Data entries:
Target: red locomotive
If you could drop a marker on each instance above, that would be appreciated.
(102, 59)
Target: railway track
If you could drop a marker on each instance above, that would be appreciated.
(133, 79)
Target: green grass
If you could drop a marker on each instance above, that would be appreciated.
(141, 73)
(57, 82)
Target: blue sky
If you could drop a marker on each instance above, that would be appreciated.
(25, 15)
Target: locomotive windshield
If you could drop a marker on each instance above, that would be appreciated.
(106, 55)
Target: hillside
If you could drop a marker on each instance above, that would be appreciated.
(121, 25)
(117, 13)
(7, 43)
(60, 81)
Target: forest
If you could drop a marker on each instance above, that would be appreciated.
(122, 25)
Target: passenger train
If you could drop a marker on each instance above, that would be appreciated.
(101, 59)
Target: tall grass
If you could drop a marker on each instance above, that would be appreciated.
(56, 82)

# What you are asked to do
The lines sought are those in the data above that include the string "grass"; copy each one.

# Your response
Target: green grass
Target: tall grass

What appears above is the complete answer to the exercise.